** START OF Provided information **

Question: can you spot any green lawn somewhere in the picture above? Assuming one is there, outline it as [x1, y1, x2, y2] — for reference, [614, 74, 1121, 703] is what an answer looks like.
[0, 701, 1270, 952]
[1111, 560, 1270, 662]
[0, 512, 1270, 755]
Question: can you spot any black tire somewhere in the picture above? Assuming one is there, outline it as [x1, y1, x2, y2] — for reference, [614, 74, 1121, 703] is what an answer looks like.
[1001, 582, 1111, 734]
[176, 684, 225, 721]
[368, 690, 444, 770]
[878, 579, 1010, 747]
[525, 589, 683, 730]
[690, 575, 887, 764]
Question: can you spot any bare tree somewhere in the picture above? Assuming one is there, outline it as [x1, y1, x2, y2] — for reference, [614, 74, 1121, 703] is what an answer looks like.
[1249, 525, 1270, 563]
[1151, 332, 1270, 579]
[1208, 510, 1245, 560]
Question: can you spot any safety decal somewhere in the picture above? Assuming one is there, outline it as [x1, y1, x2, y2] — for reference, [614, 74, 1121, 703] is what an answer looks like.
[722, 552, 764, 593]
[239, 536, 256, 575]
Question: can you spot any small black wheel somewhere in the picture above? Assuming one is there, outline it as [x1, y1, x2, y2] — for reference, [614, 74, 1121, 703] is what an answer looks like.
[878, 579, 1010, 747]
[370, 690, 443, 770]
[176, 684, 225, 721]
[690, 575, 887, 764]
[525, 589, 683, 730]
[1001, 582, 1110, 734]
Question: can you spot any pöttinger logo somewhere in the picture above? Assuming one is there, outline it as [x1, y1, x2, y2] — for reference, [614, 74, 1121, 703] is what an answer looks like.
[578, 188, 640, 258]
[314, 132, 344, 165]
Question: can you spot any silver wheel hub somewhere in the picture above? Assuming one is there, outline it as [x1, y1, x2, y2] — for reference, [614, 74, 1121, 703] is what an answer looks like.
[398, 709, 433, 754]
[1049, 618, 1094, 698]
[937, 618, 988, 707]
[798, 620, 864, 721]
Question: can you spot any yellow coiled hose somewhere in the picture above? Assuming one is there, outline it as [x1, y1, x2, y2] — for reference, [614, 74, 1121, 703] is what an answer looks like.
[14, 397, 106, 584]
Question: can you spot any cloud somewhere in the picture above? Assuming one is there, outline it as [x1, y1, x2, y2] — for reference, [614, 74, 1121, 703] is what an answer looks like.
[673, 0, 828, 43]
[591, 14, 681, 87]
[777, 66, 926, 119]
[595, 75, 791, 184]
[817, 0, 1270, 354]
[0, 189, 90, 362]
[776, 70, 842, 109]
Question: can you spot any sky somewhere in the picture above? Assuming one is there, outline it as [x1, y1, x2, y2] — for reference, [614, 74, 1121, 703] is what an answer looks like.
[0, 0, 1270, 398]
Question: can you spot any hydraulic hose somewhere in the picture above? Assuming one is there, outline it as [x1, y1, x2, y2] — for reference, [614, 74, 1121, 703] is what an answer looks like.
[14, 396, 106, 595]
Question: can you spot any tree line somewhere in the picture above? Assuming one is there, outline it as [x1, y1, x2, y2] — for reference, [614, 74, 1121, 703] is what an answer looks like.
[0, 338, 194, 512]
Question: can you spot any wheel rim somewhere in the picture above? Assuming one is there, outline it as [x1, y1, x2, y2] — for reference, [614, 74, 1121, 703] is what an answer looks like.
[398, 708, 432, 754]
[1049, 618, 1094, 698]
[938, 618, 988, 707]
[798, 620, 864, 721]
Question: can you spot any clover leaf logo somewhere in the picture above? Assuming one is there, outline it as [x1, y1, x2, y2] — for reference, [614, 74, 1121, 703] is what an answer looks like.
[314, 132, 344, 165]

** END OF Provided information **

What you have to do:
Rewrite everything from the start of the records down to and including the line "[1208, 510, 1245, 560]", changing "bare tree" to "leafless tree" and keeping all else the same.

Completed task:
Question: can you spot any green lawn somewhere in the picture above? Assuming one is there, outline it as [x1, y1, x2, y2] — for reference, [614, 74, 1121, 703] is what an answer looks like.
[0, 701, 1270, 952]
[1111, 560, 1270, 662]
[0, 512, 1270, 755]
Question: can you spot any black tire somewhere in the picture above? Assuming one is there, outline it as [x1, y1, x2, y2] — for reference, [614, 74, 1121, 703] is what an answer looks like.
[1001, 582, 1111, 734]
[176, 684, 225, 721]
[368, 690, 444, 770]
[878, 579, 1010, 747]
[525, 589, 683, 730]
[690, 575, 887, 764]
Question: can you spot any leafless tree somewhere in the picture above? Assuming one is there, outline it as [x1, y1, x2, y2] — for reference, [614, 74, 1121, 703] is what an answer looks like.
[1249, 525, 1270, 563]
[1151, 332, 1270, 579]
[1208, 510, 1245, 560]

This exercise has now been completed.